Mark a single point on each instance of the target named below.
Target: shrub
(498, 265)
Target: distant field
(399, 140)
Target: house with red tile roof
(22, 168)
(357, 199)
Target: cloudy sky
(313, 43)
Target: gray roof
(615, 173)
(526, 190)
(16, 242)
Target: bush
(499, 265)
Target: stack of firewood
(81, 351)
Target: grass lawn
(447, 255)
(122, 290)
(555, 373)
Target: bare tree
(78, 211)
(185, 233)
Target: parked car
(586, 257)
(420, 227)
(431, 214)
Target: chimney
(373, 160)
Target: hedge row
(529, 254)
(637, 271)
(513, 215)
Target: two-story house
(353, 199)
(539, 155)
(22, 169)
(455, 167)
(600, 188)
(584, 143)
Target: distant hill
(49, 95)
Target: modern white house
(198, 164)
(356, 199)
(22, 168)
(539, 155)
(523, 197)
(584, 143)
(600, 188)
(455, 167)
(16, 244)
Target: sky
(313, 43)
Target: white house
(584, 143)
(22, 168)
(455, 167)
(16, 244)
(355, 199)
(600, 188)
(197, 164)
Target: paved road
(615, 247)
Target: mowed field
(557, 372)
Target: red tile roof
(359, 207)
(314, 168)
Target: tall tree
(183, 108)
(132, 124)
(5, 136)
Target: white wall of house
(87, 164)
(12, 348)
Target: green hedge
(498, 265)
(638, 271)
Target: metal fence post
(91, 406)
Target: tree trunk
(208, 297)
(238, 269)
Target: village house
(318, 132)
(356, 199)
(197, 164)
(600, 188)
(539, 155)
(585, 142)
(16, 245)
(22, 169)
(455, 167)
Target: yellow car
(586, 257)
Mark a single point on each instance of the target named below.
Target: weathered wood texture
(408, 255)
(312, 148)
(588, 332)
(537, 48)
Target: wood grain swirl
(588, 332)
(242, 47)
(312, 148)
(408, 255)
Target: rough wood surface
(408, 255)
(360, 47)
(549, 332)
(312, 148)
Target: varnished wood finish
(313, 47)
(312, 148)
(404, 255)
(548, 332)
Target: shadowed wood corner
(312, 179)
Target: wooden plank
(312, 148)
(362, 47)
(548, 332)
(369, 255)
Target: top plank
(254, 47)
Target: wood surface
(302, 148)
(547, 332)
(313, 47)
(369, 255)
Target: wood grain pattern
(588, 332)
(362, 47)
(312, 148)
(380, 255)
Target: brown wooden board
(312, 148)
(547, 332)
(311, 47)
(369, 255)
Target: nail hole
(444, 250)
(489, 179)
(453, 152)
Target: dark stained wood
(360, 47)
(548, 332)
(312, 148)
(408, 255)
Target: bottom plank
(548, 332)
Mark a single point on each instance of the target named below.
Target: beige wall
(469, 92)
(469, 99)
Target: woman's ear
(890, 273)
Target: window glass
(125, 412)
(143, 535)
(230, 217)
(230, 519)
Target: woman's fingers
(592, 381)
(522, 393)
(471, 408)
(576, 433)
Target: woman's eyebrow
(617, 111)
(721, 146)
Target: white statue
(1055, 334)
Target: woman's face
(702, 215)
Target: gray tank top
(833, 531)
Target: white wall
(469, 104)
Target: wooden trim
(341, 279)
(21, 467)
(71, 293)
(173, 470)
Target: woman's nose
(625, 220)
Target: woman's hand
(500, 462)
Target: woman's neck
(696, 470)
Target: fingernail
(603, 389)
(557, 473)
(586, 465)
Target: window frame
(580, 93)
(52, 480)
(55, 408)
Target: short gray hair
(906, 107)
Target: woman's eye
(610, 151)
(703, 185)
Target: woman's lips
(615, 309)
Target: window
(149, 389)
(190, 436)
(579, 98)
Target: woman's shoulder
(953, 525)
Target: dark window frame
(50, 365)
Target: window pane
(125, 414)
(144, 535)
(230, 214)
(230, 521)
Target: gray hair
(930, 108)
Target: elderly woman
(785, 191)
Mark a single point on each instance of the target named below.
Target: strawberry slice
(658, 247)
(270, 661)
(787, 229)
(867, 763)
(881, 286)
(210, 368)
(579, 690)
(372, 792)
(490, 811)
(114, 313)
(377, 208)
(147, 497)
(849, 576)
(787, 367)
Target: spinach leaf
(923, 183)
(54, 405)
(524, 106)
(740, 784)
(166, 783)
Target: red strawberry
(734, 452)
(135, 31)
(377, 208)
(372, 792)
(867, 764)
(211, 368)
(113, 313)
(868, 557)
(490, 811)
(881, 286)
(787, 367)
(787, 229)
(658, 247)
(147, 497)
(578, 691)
:::::
GIVEN EXERCISE => Copy out the full listing exactly.

TASK RESPONSE =>
Mark a single point on each instance of the target named below.
Target: shrub
(498, 265)
Target: distant field
(399, 140)
Target: house with red tile roof
(22, 168)
(357, 199)
Target: cloudy sky
(313, 43)
Target: gray roof
(615, 173)
(526, 190)
(16, 242)
Target: bush
(499, 265)
Target: stack of firewood
(81, 351)
Target: grass lawn
(447, 255)
(122, 290)
(555, 373)
Target: bare tree
(78, 211)
(185, 233)
Target: parked car
(586, 257)
(420, 227)
(431, 214)
Target: chimney
(373, 160)
Target: hedge row
(529, 254)
(637, 271)
(513, 215)
Target: two-story house
(353, 199)
(539, 155)
(22, 169)
(455, 167)
(600, 188)
(584, 143)
Target: distant hill
(49, 95)
Target: modern white house
(198, 164)
(356, 199)
(22, 168)
(539, 155)
(523, 197)
(584, 143)
(600, 188)
(455, 167)
(16, 244)
Target: sky
(313, 43)
Target: white house
(584, 143)
(22, 168)
(455, 167)
(16, 244)
(355, 199)
(600, 188)
(197, 164)
Target: paved road
(615, 247)
Target: mowed field
(557, 372)
Target: red tile roof
(359, 207)
(314, 168)
Target: tall tree
(183, 108)
(132, 124)
(5, 136)
Target: white wall of house
(87, 164)
(12, 348)
Target: green hedge
(498, 265)
(638, 271)
Target: metal fence post
(91, 406)
Target: tree trunk
(208, 297)
(238, 269)
Target: village house
(318, 132)
(356, 199)
(197, 164)
(600, 188)
(539, 155)
(585, 142)
(16, 245)
(22, 169)
(455, 167)
Target: yellow car
(586, 257)
Mark a single point on each instance of the target named below.
Target: weathered wood texture
(408, 255)
(312, 148)
(588, 332)
(537, 48)
Target: wood grain swirl
(588, 332)
(242, 47)
(312, 148)
(408, 255)
Target: rough wood surface
(408, 255)
(360, 47)
(549, 332)
(312, 148)
Target: varnished wood finish
(313, 47)
(312, 148)
(404, 255)
(548, 332)
Target: shadowed wood corner
(312, 179)
Target: wooden plank
(312, 148)
(362, 47)
(548, 332)
(369, 255)
Target: top plank
(254, 47)
Target: wood surface
(302, 148)
(547, 332)
(313, 47)
(369, 255)
Target: wood grain pattern
(588, 332)
(362, 47)
(312, 148)
(380, 255)
Target: brown wooden board
(312, 148)
(547, 332)
(311, 47)
(369, 255)
Target: nail hole
(444, 250)
(489, 179)
(453, 152)
Target: dark stained wood
(360, 47)
(548, 332)
(312, 148)
(408, 255)
Target: bottom plank
(548, 332)
Mark a single point on each instance of the target named below.
Target: beige wall
(469, 92)
(469, 99)
Target: woman's ear
(890, 273)
Target: window glass
(125, 412)
(143, 535)
(230, 217)
(230, 519)
Target: woman's fingers
(592, 381)
(522, 393)
(471, 408)
(576, 433)
Target: woman's eyebrow
(617, 111)
(721, 146)
Target: white statue
(1055, 334)
Target: woman's face
(702, 215)
Target: gray tank top
(833, 531)
Target: white wall
(469, 104)
Target: wooden trim
(341, 279)
(21, 467)
(71, 293)
(173, 470)
Target: woman's nose
(625, 220)
Target: woman's hand
(500, 462)
Target: woman's neck
(696, 470)
Target: fingernail
(603, 389)
(557, 473)
(586, 465)
Target: window frame
(580, 93)
(52, 480)
(55, 408)
Target: short gray hair
(906, 107)
Target: woman's eye
(610, 151)
(703, 185)
Target: woman's lips
(615, 309)
Target: window
(149, 389)
(190, 436)
(579, 98)
Target: woman's shoulder
(953, 525)
Target: dark window frame
(50, 365)
Target: window pane
(125, 414)
(144, 535)
(230, 214)
(230, 521)
Target: gray hair
(930, 108)
Target: elderly woman
(785, 191)
Mark a single point on each instance of the target named below.
Target: strawberry slice
(658, 247)
(270, 661)
(787, 229)
(867, 763)
(881, 286)
(210, 368)
(579, 690)
(372, 792)
(490, 811)
(114, 313)
(377, 208)
(147, 497)
(849, 576)
(787, 367)
Target: spinach leaf
(923, 183)
(54, 405)
(524, 106)
(740, 784)
(166, 783)
Target: red strawberry
(734, 452)
(135, 31)
(377, 208)
(372, 792)
(867, 764)
(211, 368)
(113, 313)
(868, 557)
(490, 811)
(881, 286)
(787, 367)
(787, 229)
(658, 247)
(147, 497)
(578, 691)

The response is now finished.